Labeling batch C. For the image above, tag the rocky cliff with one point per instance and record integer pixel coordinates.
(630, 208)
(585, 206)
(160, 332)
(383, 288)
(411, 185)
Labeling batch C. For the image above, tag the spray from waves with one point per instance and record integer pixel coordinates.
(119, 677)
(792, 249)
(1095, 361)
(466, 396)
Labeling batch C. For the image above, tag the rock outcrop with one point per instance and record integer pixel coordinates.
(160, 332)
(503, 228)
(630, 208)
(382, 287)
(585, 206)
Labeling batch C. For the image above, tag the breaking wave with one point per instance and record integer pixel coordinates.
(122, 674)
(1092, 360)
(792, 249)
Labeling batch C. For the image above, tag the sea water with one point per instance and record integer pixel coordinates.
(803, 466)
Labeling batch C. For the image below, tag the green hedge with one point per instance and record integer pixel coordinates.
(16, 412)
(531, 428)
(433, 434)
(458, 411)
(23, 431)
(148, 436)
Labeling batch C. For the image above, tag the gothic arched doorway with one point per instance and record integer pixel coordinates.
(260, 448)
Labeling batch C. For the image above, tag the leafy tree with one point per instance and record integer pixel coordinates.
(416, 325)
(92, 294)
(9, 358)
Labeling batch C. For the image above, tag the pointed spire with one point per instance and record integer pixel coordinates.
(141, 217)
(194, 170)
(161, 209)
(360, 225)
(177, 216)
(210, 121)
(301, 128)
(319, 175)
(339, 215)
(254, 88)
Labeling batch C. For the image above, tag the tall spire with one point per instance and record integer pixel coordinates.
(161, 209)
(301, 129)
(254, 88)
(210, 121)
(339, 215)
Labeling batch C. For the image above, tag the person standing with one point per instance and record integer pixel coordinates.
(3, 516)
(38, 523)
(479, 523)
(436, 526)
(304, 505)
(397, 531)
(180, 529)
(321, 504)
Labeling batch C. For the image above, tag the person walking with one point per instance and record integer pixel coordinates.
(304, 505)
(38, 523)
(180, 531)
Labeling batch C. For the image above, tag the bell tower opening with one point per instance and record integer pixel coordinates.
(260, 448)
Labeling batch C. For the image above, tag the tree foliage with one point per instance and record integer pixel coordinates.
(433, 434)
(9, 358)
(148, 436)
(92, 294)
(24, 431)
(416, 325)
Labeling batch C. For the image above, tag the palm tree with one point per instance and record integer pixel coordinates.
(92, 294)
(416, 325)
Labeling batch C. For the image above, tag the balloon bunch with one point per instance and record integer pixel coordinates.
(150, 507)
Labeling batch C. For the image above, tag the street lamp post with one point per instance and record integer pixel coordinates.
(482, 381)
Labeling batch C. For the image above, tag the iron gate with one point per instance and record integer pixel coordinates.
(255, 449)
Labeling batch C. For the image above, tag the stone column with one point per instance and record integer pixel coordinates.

—————

**YOUR INSTRUCTIONS**
Write the entire listing out again, word for word.

**PROBLEM SOLUTION**
Labeling batch C. For the image above, tag the rocky cliff with one point per instance and record integer pixel coordinates.
(630, 208)
(585, 206)
(160, 332)
(383, 288)
(411, 185)
Labeling batch C. For the image above, tag the spray from waves with one point per instance and record integer pixel coordinates.
(119, 677)
(792, 249)
(1095, 361)
(466, 396)
Labeling batch C. For the image above, tag the rock outcrop with one point per instance and record integer pixel coordinates.
(160, 332)
(503, 228)
(630, 208)
(382, 287)
(585, 206)
Labeling batch C. For the image above, tag the breaking wave with one point per instance and record integer pixel coordinates.
(122, 674)
(1092, 360)
(792, 249)
Labeling batch C. For the image above, tag the sea water with one point per instance and record integer pixel coordinates.
(803, 466)
Labeling batch C. For the image below, tag the green hedge with one point per instance and record integer pixel coordinates.
(16, 412)
(531, 428)
(433, 434)
(458, 411)
(23, 431)
(148, 436)
Labeling batch C. For the image above, tag the gothic arched doorway with one point per instance and record integer pixel coordinates.
(260, 448)
Labeling batch C. For the image above, tag the leafy tree with one point per instance and record integer pixel coordinates.
(416, 325)
(92, 294)
(9, 358)
Labeling batch C. For the image above, tag the pointed spire with one point per instance and record integer pixel coordinates.
(141, 217)
(194, 170)
(161, 209)
(360, 225)
(177, 216)
(210, 121)
(301, 128)
(319, 175)
(339, 215)
(254, 88)
Labeling batch C. For the image above, tag the tall spire with one point per instance and record integer pixel coordinates.
(161, 209)
(301, 129)
(254, 88)
(210, 121)
(339, 215)
Labeling batch C. For the image above, tag the person standing with one point per instance and record integer pixel coordinates.
(3, 516)
(38, 523)
(479, 523)
(436, 526)
(304, 505)
(397, 531)
(180, 529)
(321, 504)
Labeling batch C. For the image above, tag the person walking with one point per instance and record integer pixel coordinates.
(304, 505)
(38, 523)
(180, 531)
Labeling batch C. For the image above, tag the bell tower opening with one point per instance and record integer pixel coordinates.
(260, 448)
Labeling batch C. For the image above, tag the tree foliage with one point per instance and record integer pixel coordinates.
(433, 434)
(9, 358)
(148, 436)
(92, 294)
(24, 431)
(416, 325)
Labeling batch C. For the image above, tag the palm tree with one point per instance and record integer pixel coordinates.
(92, 294)
(416, 325)
Labeling batch C. For the image above, tag the balloon bunch with one point per instance and record integer pixel coordinates.
(150, 507)
Labeling batch C. For the image above, tag the street lamp post with one point per instance and record integer pixel coordinates.
(482, 381)
Labeling batch C. For the image above, tag the iron gate with one point per instance and record integer pixel coordinates.
(255, 449)
Labeling batch C. For the image above, tag the stone column with one point per instance and record integer pixel coordinates.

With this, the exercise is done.